* Task objective
Each record must be returned exactly, apart from the pictures, which stay out.

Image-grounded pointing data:
*****

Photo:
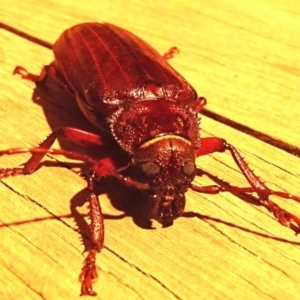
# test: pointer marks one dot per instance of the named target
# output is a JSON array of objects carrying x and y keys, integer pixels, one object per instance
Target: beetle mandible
[{"x": 147, "y": 113}]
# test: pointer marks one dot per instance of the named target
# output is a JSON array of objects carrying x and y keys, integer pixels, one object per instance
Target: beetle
[{"x": 146, "y": 113}]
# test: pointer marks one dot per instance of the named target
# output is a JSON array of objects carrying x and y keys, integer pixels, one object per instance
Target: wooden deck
[{"x": 244, "y": 57}]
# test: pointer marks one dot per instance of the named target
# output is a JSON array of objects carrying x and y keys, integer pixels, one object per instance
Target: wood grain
[{"x": 245, "y": 60}]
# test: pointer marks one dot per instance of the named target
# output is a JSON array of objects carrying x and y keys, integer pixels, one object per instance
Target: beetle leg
[
  {"x": 171, "y": 53},
  {"x": 89, "y": 272},
  {"x": 211, "y": 145},
  {"x": 73, "y": 134}
]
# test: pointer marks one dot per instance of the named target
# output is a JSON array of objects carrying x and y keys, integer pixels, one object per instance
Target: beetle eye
[
  {"x": 151, "y": 168},
  {"x": 189, "y": 168}
]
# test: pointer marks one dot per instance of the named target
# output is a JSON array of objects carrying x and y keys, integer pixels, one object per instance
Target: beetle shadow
[{"x": 61, "y": 109}]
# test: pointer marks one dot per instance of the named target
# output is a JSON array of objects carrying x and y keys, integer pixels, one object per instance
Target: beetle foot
[
  {"x": 88, "y": 274},
  {"x": 284, "y": 217},
  {"x": 11, "y": 172}
]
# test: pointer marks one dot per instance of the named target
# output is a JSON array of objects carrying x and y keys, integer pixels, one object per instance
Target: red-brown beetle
[{"x": 148, "y": 114}]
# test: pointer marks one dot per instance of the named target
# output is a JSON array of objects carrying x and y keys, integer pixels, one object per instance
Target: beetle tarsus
[
  {"x": 88, "y": 274},
  {"x": 171, "y": 53}
]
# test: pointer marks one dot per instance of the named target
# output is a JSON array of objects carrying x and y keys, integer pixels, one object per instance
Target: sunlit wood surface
[{"x": 244, "y": 58}]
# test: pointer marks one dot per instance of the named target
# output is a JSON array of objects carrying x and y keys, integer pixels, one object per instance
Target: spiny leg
[
  {"x": 210, "y": 145},
  {"x": 73, "y": 134},
  {"x": 89, "y": 272}
]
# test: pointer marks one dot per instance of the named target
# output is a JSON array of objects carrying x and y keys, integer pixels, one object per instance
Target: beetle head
[{"x": 167, "y": 164}]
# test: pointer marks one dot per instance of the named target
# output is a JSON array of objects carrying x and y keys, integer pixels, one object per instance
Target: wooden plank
[
  {"x": 221, "y": 248},
  {"x": 241, "y": 57}
]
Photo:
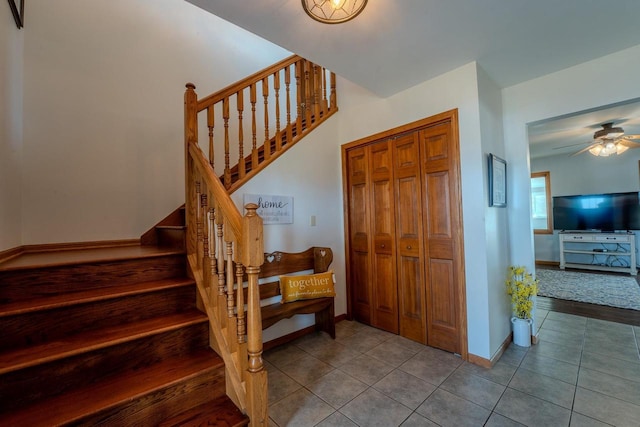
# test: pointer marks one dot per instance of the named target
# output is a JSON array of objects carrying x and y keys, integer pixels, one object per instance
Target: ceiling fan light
[
  {"x": 621, "y": 148},
  {"x": 596, "y": 150},
  {"x": 608, "y": 132}
]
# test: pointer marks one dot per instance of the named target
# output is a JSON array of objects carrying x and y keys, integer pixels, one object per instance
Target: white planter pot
[{"x": 521, "y": 331}]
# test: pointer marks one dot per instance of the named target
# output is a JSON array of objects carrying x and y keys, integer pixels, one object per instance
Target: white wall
[
  {"x": 584, "y": 174},
  {"x": 11, "y": 58},
  {"x": 103, "y": 107},
  {"x": 310, "y": 172},
  {"x": 315, "y": 163},
  {"x": 104, "y": 83},
  {"x": 603, "y": 81},
  {"x": 363, "y": 114},
  {"x": 496, "y": 257}
]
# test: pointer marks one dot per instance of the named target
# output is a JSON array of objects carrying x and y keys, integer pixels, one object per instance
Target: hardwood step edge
[
  {"x": 108, "y": 394},
  {"x": 86, "y": 342},
  {"x": 88, "y": 256},
  {"x": 88, "y": 296},
  {"x": 220, "y": 409}
]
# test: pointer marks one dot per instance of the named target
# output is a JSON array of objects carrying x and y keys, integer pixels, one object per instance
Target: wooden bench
[{"x": 275, "y": 264}]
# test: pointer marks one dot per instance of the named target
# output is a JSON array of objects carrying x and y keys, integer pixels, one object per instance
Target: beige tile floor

*****

* Result for this exercise
Photo:
# test: pointer marks one dot per instance of the named target
# output is a JSON array of objects carrying x and y keys, integer pixels, one object per instance
Target: beetle mandible
[{"x": 147, "y": 113}]
# test: pointer marks one dot per instance of the named target
# output is a JSON array of objects carrying x and y keys, integer pixels, one object per instance
Target: beetle
[{"x": 146, "y": 113}]
# test: pointer marks one dot per instance of the named target
# output is a JSON array of objects carrying x and y keys, integer pixels, one object per instance
Target: wooden deck
[{"x": 244, "y": 57}]
# test: pointer marks one dot per instance of the named target
# output is a JSON array of objects carrying x and y keys, integer pixels, one object per instance
Target: wood grain
[{"x": 245, "y": 60}]
# test: pointer marks one dot per instance of the named target
# output is a JSON array of objects carrying x and y keys, integer pixels, one object per instance
Target: beetle leg
[
  {"x": 171, "y": 53},
  {"x": 89, "y": 272},
  {"x": 211, "y": 145},
  {"x": 73, "y": 134}
]
# test: pointer marks one dot per instance of the named target
# output is a JSON array of objects carrying x and y keys, integer pixels, one object per instance
Target: beetle eye
[
  {"x": 151, "y": 168},
  {"x": 189, "y": 168}
]
# test: pointer marks one dot per instance of the named target
# output is a JSON array of objects carrying x and y keys, integer pixels, one object per instance
Target: beetle shadow
[{"x": 61, "y": 109}]
# test: pointer marks one dot per instance of the named target
# output is a JSON array of objects carrying x and y keys, integer pixels, one object per instance
Target: beetle foot
[
  {"x": 88, "y": 274},
  {"x": 284, "y": 217},
  {"x": 11, "y": 172}
]
# test: pointer marks one dot per instance of the named target
# output is a JSON array of objects carrying x and y keys, integer pixels, one object per instance
Target: red-brown beetle
[{"x": 148, "y": 114}]
# test: pointer marks one dot per instance of the named target
# output is a JSON array of objects carrying x and y keys, integer pixels, one object per instance
Target: beetle tarsus
[
  {"x": 88, "y": 274},
  {"x": 171, "y": 53}
]
# test: pointer marks one dot per instance of the named target
# output is a JSON array of objects carrying x and y keys, integer pixels, one object per instance
Target: sunlit wood surface
[{"x": 244, "y": 58}]
# test: pointer marks one dot per instance of the named target
# output is a JSON array of objects carrying x and y keys, integer pixels, one object per instance
Target: spiny leg
[
  {"x": 210, "y": 145},
  {"x": 73, "y": 134},
  {"x": 89, "y": 272}
]
# test: pointer marks one dot per instance of the named target
# output is a JSON array of objects carrying x and y keys, integer pixels, one object per instance
Target: beetle head
[{"x": 167, "y": 164}]
# test: pointer marks one dot per instance of the named target
# output is a JSON array of objects carrying x and y keys, integer pixels, one object per instance
Target: wooden plank
[
  {"x": 221, "y": 248},
  {"x": 241, "y": 57}
]
Photo:
# test: pointer marks one dot per instance of the named target
# output is a JSON array of objects carrying x and y keys, integer pixels, one object per instance
Target: ceiling fan light
[
  {"x": 621, "y": 148},
  {"x": 596, "y": 150},
  {"x": 608, "y": 132}
]
# test: pointer marks one dot per instance of the named target
# output is a JSON array of objects carrying x and y keys, integer pixels, one object per instance
Target: white planter pot
[{"x": 521, "y": 331}]
# test: pointer marks one dot per instance of the named target
# output is a JSON array of objects carrying x and y keys, integer pixels, one object per instance
Target: white wall
[
  {"x": 584, "y": 174},
  {"x": 11, "y": 58},
  {"x": 103, "y": 107},
  {"x": 310, "y": 172},
  {"x": 315, "y": 163},
  {"x": 104, "y": 83},
  {"x": 603, "y": 81},
  {"x": 363, "y": 114},
  {"x": 496, "y": 257}
]
# test: pointer marks one dot per instance of the named target
# output is a JSON array of objects carrying x and y keys, integer pixels, one object per instance
Target: hardwood step edge
[
  {"x": 108, "y": 394},
  {"x": 86, "y": 342},
  {"x": 88, "y": 256},
  {"x": 88, "y": 296},
  {"x": 220, "y": 409}
]
# test: pointer marks one dot per instance of the named target
# output is a JSON array of objects carrying x and y keys, integer pixels, one object per instance
Target: wooden bench
[{"x": 275, "y": 264}]
# test: pointer marks one dot per instance of the named target
# output is a JSON array of objects carrying x and y keys, integer pixels, one object per instance
Target: beige tile floor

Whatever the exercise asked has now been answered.